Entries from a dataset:
============================================================

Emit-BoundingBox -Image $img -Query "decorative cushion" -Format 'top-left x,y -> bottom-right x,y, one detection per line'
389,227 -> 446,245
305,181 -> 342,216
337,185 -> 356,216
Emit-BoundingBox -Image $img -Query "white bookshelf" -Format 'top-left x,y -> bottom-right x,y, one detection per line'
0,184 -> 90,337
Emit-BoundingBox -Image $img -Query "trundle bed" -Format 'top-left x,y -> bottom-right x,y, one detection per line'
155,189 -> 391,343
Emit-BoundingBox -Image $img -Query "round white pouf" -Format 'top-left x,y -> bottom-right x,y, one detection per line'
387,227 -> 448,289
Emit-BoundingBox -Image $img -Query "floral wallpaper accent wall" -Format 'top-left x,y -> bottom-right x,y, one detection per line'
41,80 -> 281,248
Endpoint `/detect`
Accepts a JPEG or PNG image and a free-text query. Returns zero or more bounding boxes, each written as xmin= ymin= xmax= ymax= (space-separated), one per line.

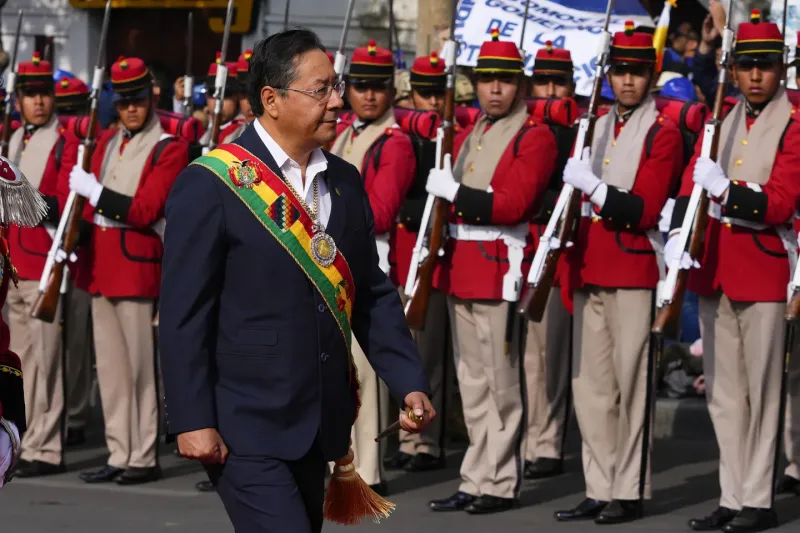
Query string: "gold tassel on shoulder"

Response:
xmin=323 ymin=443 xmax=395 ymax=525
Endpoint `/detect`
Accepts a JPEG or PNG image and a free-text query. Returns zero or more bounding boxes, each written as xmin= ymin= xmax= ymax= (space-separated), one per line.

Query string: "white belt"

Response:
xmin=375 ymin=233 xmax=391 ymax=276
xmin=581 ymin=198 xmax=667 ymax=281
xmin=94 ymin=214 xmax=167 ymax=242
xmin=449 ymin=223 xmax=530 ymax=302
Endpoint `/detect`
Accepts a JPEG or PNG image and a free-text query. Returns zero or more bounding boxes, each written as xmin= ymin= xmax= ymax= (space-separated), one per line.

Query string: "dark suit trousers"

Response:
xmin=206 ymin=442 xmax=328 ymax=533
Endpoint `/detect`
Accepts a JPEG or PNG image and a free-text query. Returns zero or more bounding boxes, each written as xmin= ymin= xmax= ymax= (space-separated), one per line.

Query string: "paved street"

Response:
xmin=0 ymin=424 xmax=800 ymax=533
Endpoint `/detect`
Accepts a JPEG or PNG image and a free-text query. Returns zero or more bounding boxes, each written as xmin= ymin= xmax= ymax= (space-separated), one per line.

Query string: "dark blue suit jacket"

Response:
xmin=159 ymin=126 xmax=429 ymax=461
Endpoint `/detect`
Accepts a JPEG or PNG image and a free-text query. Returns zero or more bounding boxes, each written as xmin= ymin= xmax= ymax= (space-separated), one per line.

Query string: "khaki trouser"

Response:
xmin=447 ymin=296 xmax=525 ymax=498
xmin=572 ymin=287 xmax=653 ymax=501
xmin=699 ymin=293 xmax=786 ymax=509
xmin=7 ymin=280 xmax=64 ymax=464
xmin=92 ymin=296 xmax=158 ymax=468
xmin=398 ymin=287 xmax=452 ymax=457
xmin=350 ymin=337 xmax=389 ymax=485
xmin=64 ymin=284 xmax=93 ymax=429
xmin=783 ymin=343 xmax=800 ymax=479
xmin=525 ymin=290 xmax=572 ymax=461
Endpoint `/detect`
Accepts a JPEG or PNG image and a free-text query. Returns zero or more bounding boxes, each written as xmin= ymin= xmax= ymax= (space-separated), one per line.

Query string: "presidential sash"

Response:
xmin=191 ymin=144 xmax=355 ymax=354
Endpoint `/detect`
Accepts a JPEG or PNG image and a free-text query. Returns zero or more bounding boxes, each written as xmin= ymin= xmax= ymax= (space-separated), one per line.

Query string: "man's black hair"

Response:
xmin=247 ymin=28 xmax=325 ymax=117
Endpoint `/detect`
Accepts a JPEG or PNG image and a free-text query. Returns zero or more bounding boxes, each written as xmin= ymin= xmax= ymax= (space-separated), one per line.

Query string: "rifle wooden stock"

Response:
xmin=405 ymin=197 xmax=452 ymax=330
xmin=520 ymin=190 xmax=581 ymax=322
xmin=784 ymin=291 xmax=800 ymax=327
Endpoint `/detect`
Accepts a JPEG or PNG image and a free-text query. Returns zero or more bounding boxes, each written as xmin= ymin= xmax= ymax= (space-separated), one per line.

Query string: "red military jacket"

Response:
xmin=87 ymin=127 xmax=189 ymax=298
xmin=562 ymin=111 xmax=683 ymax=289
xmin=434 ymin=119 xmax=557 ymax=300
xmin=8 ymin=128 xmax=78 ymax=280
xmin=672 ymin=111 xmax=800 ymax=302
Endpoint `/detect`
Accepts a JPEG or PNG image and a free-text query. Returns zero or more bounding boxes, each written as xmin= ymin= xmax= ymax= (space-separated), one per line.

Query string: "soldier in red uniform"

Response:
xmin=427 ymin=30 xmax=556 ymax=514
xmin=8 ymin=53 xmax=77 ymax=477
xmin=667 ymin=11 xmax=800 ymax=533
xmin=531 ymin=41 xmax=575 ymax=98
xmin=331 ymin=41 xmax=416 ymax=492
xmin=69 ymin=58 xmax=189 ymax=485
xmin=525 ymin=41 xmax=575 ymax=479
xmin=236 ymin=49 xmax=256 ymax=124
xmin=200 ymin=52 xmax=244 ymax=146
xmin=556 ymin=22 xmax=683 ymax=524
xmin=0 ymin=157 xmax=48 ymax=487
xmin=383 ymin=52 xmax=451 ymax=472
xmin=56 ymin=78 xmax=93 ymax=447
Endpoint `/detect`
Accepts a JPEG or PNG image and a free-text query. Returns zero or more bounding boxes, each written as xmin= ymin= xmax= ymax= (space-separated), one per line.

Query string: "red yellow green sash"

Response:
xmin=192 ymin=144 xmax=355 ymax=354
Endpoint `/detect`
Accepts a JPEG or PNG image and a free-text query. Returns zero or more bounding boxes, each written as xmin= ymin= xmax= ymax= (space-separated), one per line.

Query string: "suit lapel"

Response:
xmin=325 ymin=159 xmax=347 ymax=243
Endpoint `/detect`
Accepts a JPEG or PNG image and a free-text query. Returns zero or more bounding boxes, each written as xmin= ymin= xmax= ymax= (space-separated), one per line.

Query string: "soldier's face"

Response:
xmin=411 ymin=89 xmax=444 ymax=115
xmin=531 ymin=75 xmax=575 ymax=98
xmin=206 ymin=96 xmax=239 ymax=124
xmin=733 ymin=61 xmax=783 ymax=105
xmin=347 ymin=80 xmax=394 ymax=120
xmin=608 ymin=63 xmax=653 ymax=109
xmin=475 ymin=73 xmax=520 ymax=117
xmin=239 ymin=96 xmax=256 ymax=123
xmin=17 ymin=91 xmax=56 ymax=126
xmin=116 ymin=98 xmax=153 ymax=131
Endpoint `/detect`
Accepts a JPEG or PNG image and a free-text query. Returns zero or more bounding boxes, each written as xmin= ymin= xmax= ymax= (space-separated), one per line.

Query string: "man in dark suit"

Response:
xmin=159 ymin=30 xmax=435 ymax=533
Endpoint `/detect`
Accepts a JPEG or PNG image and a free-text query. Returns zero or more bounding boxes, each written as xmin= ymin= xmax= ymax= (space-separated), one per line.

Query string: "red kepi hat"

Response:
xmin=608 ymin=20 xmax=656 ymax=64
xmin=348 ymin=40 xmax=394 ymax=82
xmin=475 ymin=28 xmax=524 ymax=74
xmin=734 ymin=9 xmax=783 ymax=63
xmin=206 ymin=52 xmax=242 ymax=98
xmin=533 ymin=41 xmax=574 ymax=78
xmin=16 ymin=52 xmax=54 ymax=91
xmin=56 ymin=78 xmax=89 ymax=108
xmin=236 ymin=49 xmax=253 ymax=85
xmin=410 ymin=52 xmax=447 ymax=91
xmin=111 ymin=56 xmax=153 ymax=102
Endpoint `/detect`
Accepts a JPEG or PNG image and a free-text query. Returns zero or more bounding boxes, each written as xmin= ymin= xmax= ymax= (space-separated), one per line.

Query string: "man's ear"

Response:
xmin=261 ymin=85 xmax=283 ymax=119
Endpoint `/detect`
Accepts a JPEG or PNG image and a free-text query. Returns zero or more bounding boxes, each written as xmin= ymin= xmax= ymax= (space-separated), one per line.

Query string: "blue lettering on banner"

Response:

============================================================

GIVEN REQUEST: Please add -55 to every bounding box coordinate in the answers, copying out all lines from the start of the records through the line containing "xmin=323 ymin=443 xmax=395 ymax=525", both ends included, and not only the answers. Leave the pictures out of your copy.

COMPLETE OUTPUT:
Emit-BoundingBox -Image $img -Query "decorative cushion" -Format 'top-left x,y -> bottom-right x,y, one detection per line'
334,172 -> 391,190
250,126 -> 287,161
282,130 -> 301,161
Emit-BoundingBox -Image $img -Query "white bookshelf" -Format 'top-left x,y -> bottom-right x,y, one detection per line'
-55,129 -> 35,282
Emit-BoundingBox -Image $img -Query "trundle bed" -Format 'top-left x,y -> bottom-right x,y, one detection per line'
100,134 -> 336,288
Emit-BoundingBox -Image $img -Query "round white pouf" -Format 'top-left x,y -> bottom-right x,y, one detection per line'
332,172 -> 393,234
Emit-BoundingBox -Image $img -Query "floral wallpaper accent wall" -Format 'top-left x,y -> bottom-right x,y, one detection per line'
-14,25 -> 226,193
Endpoint `/detect`
Accepts a JPEG or PNG image and a free-text query. Returns zero or more bounding boxes, each written as xmin= ymin= xmax= ymax= (space-separated), one per line.

Query string: "gold tassel on shoulder"

Response:
xmin=268 ymin=388 xmax=340 ymax=470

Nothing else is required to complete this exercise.